§ **TASK 1**:
Answer these from the piece on New York's solitary confinement reforms:
(a) What is the name of the NYCLU's class-action lawsuit that led to the agreement?
(b) Which three groups of prisoners would no longer be held in solitary confinement under the proposed reforms?
(c) About how many prisoners are locked in isolation cells each day, and for how many hours?
§ **TASK 2**:
Write the next part of the piece on New York's solitary confinement reforms, picking up after its final sentence.

§ **PAGE EXCERPT**:
--- --- ---

On Wednesday a set of much needed and long overdue reforms to policies relating to solitary confinement in New York State prison was announced. A NYCLU filed suit against the New York State Department of Community Corrections (DOCCS) to end the all-too regular practice of isolating prisoners. Wednesday's proposed reforms efforts -- reached in negotiations between the civil liberties group and the state DOCCS -- entail and end to the solitary confinement of prisoners under 18-years-old, pregnant women and prisoners with developmental disabilities.
Via the NYCLU:
The agreement comes as a result of the NYCLU’s class-action lawsuit, Peoples v. Fischer, challenging New York’s use of solitary confinement... The NYCLU will now suspend its litigation and two nationally recognized corrections experts will develop recommendations to reform DOCCS’ use of isolation cells, where approximately 3,800 prisoners are locked down daily for 22 to 24 hours as punishment for violating prison rules. This unprecedented agreement reflects a shared commitment by the NYCLU and DOCCS to a collaborative process that will reduce New York’s use of extreme isolation.

--- --- ---

§ **EXTRACTED RECORDS**:
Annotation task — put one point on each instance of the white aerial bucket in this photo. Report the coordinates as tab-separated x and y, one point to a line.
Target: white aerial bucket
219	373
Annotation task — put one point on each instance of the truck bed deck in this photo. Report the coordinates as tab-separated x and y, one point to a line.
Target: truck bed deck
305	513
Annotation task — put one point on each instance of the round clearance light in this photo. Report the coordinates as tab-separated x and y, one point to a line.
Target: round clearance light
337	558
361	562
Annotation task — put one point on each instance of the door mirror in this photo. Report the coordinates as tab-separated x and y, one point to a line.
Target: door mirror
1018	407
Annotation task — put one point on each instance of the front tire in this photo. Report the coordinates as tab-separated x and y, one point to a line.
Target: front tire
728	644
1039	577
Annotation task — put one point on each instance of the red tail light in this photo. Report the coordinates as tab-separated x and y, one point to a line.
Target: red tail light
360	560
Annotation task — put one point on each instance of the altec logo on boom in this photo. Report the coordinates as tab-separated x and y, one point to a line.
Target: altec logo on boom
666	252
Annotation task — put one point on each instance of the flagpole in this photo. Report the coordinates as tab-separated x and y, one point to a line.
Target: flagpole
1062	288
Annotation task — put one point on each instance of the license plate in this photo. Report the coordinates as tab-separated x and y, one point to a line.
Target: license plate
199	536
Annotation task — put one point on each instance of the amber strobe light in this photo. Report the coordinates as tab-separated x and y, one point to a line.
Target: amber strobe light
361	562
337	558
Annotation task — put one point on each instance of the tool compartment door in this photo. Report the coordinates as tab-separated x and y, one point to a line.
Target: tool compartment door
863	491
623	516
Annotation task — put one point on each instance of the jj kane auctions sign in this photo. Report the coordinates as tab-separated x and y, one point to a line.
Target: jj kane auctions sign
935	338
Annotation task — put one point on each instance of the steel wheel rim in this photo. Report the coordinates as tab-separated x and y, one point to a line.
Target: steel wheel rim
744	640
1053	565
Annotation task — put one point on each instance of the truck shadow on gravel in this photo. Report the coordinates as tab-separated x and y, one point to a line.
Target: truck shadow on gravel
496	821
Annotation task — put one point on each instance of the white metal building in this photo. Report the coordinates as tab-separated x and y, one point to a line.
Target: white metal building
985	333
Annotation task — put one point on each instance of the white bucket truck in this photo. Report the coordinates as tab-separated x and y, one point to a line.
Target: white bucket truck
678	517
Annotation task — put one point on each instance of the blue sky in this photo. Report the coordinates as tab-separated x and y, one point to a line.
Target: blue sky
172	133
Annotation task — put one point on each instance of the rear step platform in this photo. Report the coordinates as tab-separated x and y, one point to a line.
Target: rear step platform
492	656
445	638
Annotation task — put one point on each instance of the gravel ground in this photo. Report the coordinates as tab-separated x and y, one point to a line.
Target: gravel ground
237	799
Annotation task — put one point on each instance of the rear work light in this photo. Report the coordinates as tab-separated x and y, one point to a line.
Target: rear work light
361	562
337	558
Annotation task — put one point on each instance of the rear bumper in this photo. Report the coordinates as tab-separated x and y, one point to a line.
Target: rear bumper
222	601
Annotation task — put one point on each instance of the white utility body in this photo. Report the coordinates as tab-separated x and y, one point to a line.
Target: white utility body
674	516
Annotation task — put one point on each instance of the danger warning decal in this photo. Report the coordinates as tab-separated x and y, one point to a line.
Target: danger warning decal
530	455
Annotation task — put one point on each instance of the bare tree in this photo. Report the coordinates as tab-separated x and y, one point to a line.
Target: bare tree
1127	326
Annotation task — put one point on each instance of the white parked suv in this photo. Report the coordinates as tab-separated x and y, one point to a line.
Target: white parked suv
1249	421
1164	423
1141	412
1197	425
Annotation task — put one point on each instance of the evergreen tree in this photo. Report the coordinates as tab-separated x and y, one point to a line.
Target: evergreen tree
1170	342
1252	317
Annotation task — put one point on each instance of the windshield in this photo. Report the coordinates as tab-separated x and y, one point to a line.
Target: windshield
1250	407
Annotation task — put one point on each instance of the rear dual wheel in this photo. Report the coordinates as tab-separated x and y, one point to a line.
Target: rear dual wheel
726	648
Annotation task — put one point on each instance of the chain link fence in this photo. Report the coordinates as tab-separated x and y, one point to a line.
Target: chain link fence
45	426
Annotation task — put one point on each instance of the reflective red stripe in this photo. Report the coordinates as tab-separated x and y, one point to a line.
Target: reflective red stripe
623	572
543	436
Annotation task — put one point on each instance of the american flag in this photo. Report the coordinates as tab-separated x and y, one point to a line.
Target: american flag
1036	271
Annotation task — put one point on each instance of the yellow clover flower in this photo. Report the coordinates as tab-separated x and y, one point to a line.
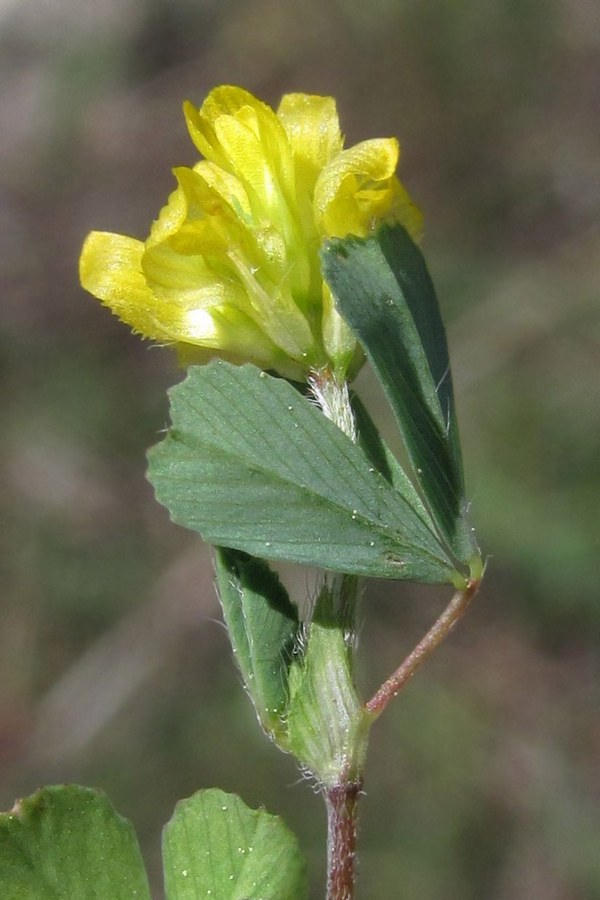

--- --- ---

§ **ANSWER BOX 1**:
(a) Peoples v. Fischer.
(b) Prisoners under 18 years old, pregnant women, and prisoners with developmental disabilities.
(c) About 3,800 prisoners, for 22 to 24 hours a day.

§ **ANSWER BOX 2**:
“New York State has done the right thing by committing to comprehensive reform of the way it uses extreme isolation, a harmful and inhumane practice that has for years been used as a punishment of first resort in New York’s prisons,” said NYCLU Executive Director Donna Lieberman. “By entering into this agreement, the Cuomo administration has shown that it has the vision to transform New York into a national leader in the movement toward alternatives to solitary confinement, and has prioritized the safety of prisoners, prison staff and New York’s communities.”